## SHORT EXERCISE
Please give each line of the rows below as a Markdown table with the columns "No." and "Line", numbering the lines in order, omitting blank lines, and leaving the pictures out of the answer.

(Entries from a pointing dataset)
+ + +

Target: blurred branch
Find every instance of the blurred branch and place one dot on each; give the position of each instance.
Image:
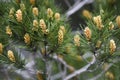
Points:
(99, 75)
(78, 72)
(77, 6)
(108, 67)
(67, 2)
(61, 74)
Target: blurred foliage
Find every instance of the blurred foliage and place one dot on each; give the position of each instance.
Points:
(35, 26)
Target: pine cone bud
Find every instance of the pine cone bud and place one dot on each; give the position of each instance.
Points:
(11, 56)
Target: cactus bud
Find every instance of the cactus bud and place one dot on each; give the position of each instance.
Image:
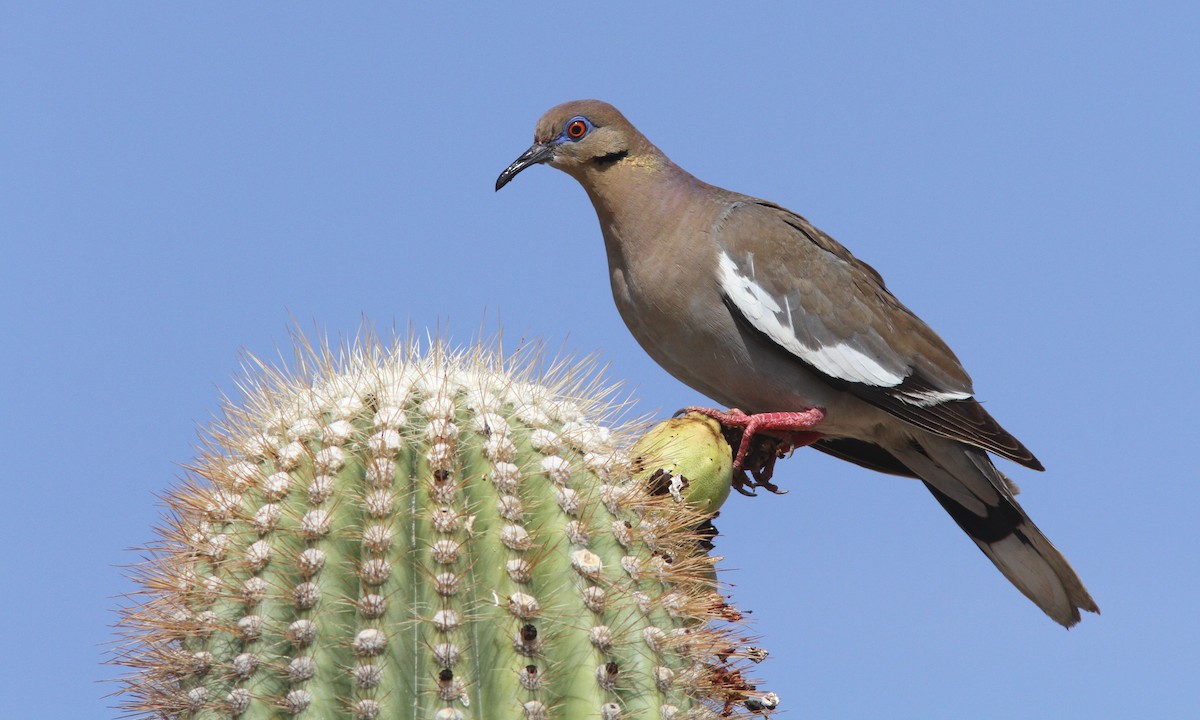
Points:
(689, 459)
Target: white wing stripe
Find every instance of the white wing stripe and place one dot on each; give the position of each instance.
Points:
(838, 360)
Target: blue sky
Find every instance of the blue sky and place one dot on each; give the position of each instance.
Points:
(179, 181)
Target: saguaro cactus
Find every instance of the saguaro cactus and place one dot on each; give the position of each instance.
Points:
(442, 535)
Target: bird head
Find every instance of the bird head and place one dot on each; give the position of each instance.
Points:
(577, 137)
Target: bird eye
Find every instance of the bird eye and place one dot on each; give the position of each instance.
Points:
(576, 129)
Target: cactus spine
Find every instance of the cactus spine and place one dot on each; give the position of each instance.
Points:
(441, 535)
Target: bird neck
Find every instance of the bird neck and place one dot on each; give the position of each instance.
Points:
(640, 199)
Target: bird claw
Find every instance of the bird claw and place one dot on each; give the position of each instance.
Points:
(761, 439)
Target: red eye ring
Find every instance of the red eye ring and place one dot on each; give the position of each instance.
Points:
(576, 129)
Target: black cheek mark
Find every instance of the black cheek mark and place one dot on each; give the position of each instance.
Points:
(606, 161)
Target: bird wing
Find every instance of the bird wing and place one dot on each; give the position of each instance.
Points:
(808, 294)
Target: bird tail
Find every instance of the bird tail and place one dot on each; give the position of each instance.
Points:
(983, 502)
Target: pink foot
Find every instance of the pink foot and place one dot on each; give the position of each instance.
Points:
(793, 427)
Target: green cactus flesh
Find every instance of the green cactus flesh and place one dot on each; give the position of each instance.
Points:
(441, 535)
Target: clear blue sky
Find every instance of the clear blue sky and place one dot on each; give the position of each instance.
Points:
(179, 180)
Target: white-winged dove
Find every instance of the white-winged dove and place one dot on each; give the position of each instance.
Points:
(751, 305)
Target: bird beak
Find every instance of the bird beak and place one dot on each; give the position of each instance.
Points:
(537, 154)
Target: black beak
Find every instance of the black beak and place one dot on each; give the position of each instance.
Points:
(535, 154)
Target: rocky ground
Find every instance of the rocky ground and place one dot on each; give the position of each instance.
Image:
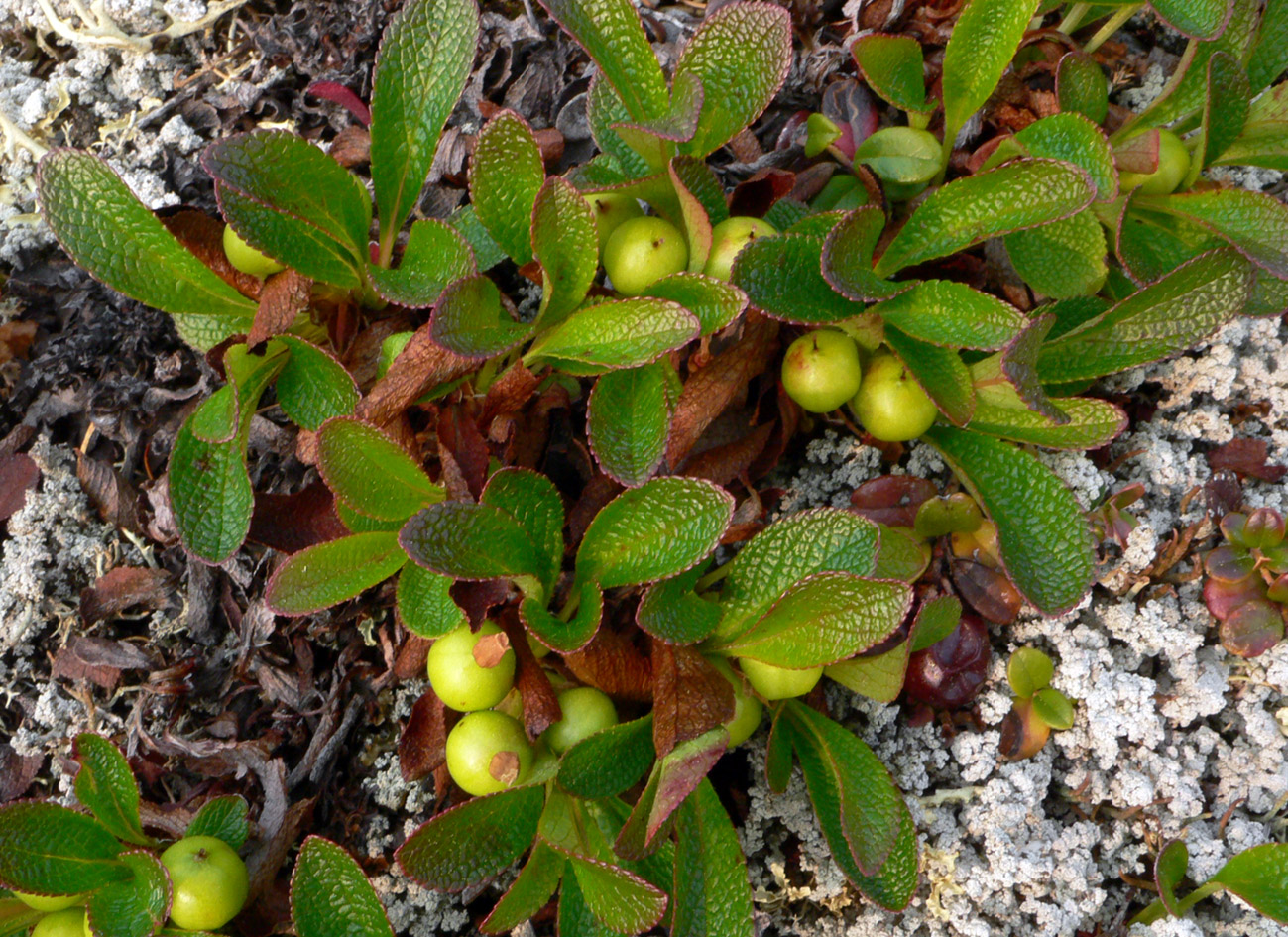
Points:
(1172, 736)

+ + +

## SOLUTION
| No. | Line |
|---|---|
| 1 | Target: blurred branch |
| 2 | Find every instance of the blurred branch and place one dot on each; give the position of each instance. |
| 3 | Image: |
| 4 | Points: |
| 5 | (99, 75) |
| 6 | (78, 72) |
| 7 | (77, 6) |
| 8 | (108, 67) |
| 9 | (67, 2) |
| 10 | (61, 74) |
| 11 | Target: blurred foliage |
| 12 | Find every instance of the blurred foliage and place one dot on each; give the position of each instance. |
| 13 | Points: |
| 14 | (35, 26) |
| 15 | Target: pine cone bud |
| 16 | Find every instance of the pine cone bud and place one dot on each; give the position of each instance. |
| 17 | Points: |
| 18 | (11, 56) |
| 19 | Target: cactus bud |
| 20 | Find every instance of the cactus bud and place one dot on each; give the position of each instance. |
| 21 | Image: |
| 22 | Points: |
| 23 | (689, 459) |
| 24 | Target: white wing stripe |
| 25 | Find every instance of the white wing stripe and place one dot on each; give the position of each instance. |
| 26 | Points: |
| 27 | (838, 360) |
| 28 | Target: blue sky |
| 29 | Find every instance of the blue sky and place one dot on each; give the position of each instance. |
| 30 | Points: |
| 31 | (179, 181) |
| 32 | Target: saguaro cactus |
| 33 | Find every instance of the saguaro cactus and place one dot on each; give the position of each instance. |
| 34 | Points: |
| 35 | (442, 535) |
| 36 | Target: bird head |
| 37 | Find every instance of the bird head and place one dot on each; give the position of each instance. |
| 38 | Points: |
| 39 | (577, 137) |
| 40 | Target: bird eye |
| 41 | Find every instance of the bird eye and place one dot on each; give the position of each instance. |
| 42 | Points: |
| 43 | (576, 129) |
| 44 | Target: cactus spine |
| 45 | Find every instance of the cactus spine and place one dot on each; give the position of each instance. |
| 46 | Points: |
| 47 | (441, 535) |
| 48 | Target: bird neck |
| 49 | Find every instance of the bird neck and place one dot on each; give the position of each instance. |
| 50 | Points: |
| 51 | (640, 199) |
| 52 | Target: bird claw |
| 53 | Find every instance of the bird claw and place one dot on each; give the position of each instance. |
| 54 | Points: |
| 55 | (761, 439) |
| 56 | Target: red eye ring |
| 57 | Find every instance of the red eye ring and place one dot on each; give the position of each instance. |
| 58 | Points: |
| 59 | (576, 129) |
| 60 | Target: black cheek mark |
| 61 | Find every instance of the black cheek mark and place one dot on each; give the position of each instance. |
| 62 | Points: |
| 63 | (606, 161) |
| 64 | Target: bird wing |
| 65 | Find every instance of the bird wing and place one dot on each; give the position of each instance. |
| 66 | Points: |
| 67 | (808, 294) |
| 68 | Target: bird tail |
| 69 | Find every instance of the bird tail and place one dot on each; give the position of each instance. |
| 70 | Points: |
| 71 | (983, 502) |
| 72 | Target: pink foot |
| 73 | Find every instance of the pink foot and place one dot on each; give the position of each instance. |
| 74 | Points: |
| 75 | (793, 427) |
| 76 | Target: green cactus flesh |
| 77 | Find every instance of the green cactus flesh and place one dot on each; give the position of each instance. |
| 78 | Points: |
| 79 | (441, 535) |
| 80 | Target: clear blue sky |
| 81 | Find every instance of the clear blue sky and place one dot on each; give the position of each instance. |
| 82 | Points: |
| 83 | (179, 180) |
| 84 | Target: white-winged dove |
| 85 | Find every instance of the white-winged dove and place one dot on each; give the position of each instance. |
| 86 | Points: |
| 87 | (751, 305) |
| 88 | Target: bird beak |
| 89 | Find every instance of the bird beak and place one dot on each; give the position of each instance. |
| 90 | Points: |
| 91 | (537, 154) |
| 92 | Target: black beak |
| 93 | Find every instance of the black beak and place one dot on each; give the position of each instance. |
| 94 | Points: |
| 95 | (535, 154) |
| 96 | Target: rocky ground |
| 97 | Find every instance of the rocky ground and place one dot on each; give the position of each instance. |
| 98 | Image: |
| 99 | Points: |
| 100 | (1172, 736) |